**原文节选**.
..............................

李元洛,湖南长沙人,生于河南洛阳。1960年毕业于北京师范大学中文系。研究员、诗论家、散文家,多所大学名誉教授或兼职教授,国务院特殊津贴专家。在海峡两岸出版《诗美学》《诗国神游——古典诗词现代读本》《写给缪斯的情书——台港与海外新诗欣赏》等诗学著作十余种;《唐诗之旅》《宋词之旅》《元曲之旅》《清诗之旅》《绝句之旅》等诗文化散文集十余种。《中华文学通史·当代文学篇》(华艺出版社、江苏文艺出版社)与《中国散文通史·当代卷》(安徽教育出版社)对其有专门论述。

TOP目录

长安行
月光奏鸣曲
诗心
寄李白
诗家天子
怅望千秋一洒泪
千秋草堂
独钓寒江雪
骏马的悲歌
烟花三月下扬州
浮生半日古松州
诗中的彩虹
华夏之水 炎黄之血
后记

TOP书摘

?精彩文摘
长 安 行
长相思,在长安。
我的家乡在南方,将近四十年前的青春时代,我却远放西北。沿铁路线北上南下西去东回,好几次和唐代的长安今日的西安擦肩而过,伫候于列车的窗口,那雄伟迤逦的古城墙从唐朝就在等我,喊我去敲叩它的门环。回到南方数十年来,我常常西北而望,那是大唐的京城,唐诗人纷纷登场歌哭吟啸的舞台,怎不使我魂牵梦萦,心神向往?

..............................

**任务说明**. 请将上面这段介绍李元洛的节选一字不差地完整输出。

(数据集条目)
..............................

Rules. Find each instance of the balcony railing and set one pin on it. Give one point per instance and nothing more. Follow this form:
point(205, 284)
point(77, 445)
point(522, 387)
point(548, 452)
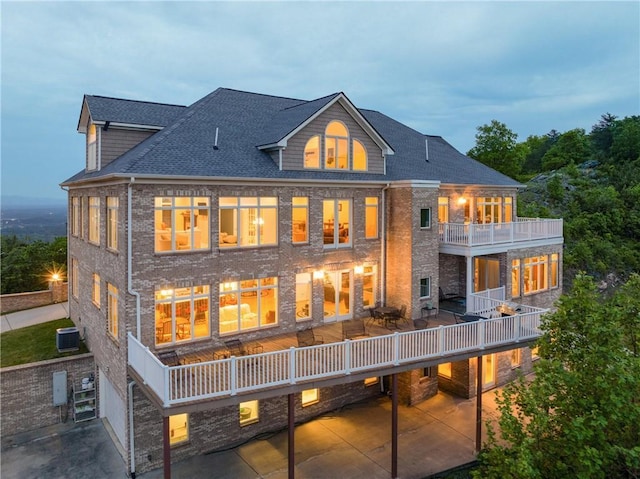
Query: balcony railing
point(227, 377)
point(523, 229)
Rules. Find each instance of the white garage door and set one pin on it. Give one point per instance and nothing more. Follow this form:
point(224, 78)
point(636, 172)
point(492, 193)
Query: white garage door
point(112, 407)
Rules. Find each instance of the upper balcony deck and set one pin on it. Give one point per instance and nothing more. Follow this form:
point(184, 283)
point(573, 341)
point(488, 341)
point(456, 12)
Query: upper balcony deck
point(282, 370)
point(460, 238)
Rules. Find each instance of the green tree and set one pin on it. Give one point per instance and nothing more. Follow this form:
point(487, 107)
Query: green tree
point(496, 146)
point(579, 416)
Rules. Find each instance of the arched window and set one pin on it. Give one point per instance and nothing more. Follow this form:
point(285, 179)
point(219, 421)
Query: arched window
point(359, 156)
point(336, 146)
point(312, 153)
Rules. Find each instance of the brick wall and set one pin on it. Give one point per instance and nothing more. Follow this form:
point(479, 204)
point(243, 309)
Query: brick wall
point(57, 293)
point(27, 393)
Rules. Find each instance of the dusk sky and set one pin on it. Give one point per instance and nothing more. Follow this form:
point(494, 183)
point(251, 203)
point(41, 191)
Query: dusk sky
point(441, 68)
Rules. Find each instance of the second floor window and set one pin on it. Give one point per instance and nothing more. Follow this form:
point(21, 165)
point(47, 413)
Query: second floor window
point(371, 217)
point(75, 216)
point(181, 223)
point(300, 219)
point(112, 310)
point(112, 222)
point(94, 219)
point(248, 221)
point(336, 221)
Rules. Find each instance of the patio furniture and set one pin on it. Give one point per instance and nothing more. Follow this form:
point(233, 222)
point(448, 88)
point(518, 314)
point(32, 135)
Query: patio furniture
point(353, 329)
point(307, 337)
point(237, 348)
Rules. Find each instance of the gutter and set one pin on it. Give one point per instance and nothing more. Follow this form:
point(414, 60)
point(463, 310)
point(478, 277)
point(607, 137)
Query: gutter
point(130, 257)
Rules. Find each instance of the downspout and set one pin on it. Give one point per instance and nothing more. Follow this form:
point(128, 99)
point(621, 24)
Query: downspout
point(131, 432)
point(383, 246)
point(130, 257)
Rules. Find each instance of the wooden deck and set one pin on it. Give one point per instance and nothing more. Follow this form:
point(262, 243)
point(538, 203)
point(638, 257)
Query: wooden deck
point(331, 333)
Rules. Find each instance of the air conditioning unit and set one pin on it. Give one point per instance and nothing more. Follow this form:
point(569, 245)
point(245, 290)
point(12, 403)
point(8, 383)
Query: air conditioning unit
point(67, 339)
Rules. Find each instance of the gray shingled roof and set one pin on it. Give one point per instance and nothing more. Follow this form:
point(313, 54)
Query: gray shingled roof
point(247, 120)
point(132, 112)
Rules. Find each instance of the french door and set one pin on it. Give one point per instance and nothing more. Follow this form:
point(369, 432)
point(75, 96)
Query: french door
point(338, 289)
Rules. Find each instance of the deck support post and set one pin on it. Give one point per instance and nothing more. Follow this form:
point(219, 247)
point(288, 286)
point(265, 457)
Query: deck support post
point(479, 404)
point(394, 426)
point(166, 448)
point(291, 407)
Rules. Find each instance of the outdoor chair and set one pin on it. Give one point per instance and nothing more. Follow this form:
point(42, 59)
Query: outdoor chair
point(307, 337)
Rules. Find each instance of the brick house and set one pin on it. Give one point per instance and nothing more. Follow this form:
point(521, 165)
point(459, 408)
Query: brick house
point(252, 217)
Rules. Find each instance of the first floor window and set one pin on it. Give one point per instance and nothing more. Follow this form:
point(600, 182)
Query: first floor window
point(181, 223)
point(310, 396)
point(303, 296)
point(94, 219)
point(96, 290)
point(369, 283)
point(249, 412)
point(112, 310)
point(248, 304)
point(178, 429)
point(515, 278)
point(75, 278)
point(425, 218)
point(425, 287)
point(182, 314)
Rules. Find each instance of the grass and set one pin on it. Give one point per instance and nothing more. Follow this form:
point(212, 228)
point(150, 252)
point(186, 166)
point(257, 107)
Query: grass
point(34, 343)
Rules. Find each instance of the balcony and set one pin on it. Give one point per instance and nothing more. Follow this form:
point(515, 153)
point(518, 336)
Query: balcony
point(282, 369)
point(458, 238)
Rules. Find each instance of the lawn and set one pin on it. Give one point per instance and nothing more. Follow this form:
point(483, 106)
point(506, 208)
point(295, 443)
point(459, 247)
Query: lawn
point(34, 343)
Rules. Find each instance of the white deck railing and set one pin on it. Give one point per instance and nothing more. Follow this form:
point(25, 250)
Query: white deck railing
point(228, 377)
point(523, 229)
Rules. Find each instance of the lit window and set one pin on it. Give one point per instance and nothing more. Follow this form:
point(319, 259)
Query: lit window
point(369, 289)
point(248, 221)
point(75, 278)
point(94, 219)
point(112, 222)
point(75, 216)
point(310, 396)
point(443, 209)
point(425, 287)
point(359, 156)
point(425, 218)
point(300, 219)
point(515, 358)
point(178, 429)
point(535, 274)
point(95, 296)
point(554, 270)
point(336, 220)
point(249, 412)
point(336, 146)
point(303, 296)
point(112, 310)
point(92, 148)
point(444, 370)
point(371, 217)
point(312, 153)
point(249, 304)
point(515, 278)
point(182, 314)
point(181, 223)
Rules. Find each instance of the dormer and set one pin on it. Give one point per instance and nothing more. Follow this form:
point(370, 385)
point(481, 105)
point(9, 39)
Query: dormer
point(113, 126)
point(330, 135)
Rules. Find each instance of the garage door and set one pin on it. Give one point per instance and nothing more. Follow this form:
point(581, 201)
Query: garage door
point(112, 407)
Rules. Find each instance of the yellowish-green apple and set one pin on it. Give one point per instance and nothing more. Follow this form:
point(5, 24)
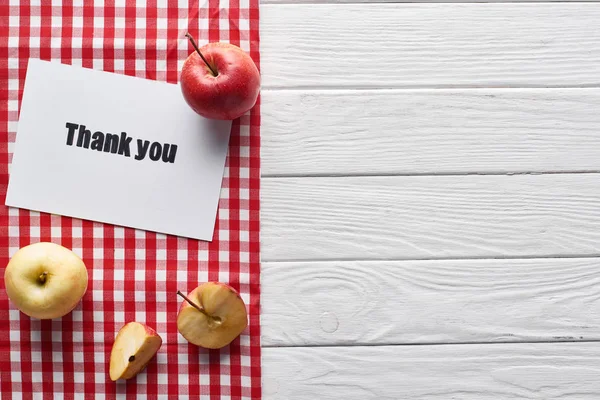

..............................

**完成结果**.
李元洛,湖南长沙人,生于河南洛阳。1960年毕业于北京师范大学中文系。研究员、诗论家、散文家,多所大学名誉教授或兼职教授,国务院特殊津贴专家。在海峡两岸出版《诗美学》《诗国神游——古典诗词现代读本》《写给缪斯的情书——台港与海外新诗欣赏》等诗学著作十余种;《唐诗之旅》《宋词之旅》《元曲之旅》《清诗之旅》《绝句之旅》等诗文化散文集十余种。《中华文学通史·当代文学篇》(华艺出版社、江苏文艺出版社)与《中国散文通史·当代卷》(安徽教育出版社)对其有专门论述。

TOP目录

长安行
月光奏鸣曲
诗心
寄李白
诗家天子
怅望千秋一洒泪
千秋草堂
独钓寒江雪
骏马的悲歌
烟花三月下扬州
浮生半日古松州
诗中的彩虹
华夏之水 炎黄之血
后记

TOP书摘

?精彩文摘
长 安 行
长相思,在长安。
我的家乡在南方,将近四十年前的青春时代,我却远放西北。沿铁路线北上南下西去东回,好几次和唐代的长安今日的西安擦肩而过,伫候于列车的窗口,那雄伟迤逦的古城墙从唐朝就在等我,喊我去敲叩它的门环。回到南方数十年来,我常常西北而望,那是大唐的京城,唐诗人纷纷登场歌哭吟啸的舞台,怎不使我魂牵梦萦,心神向往?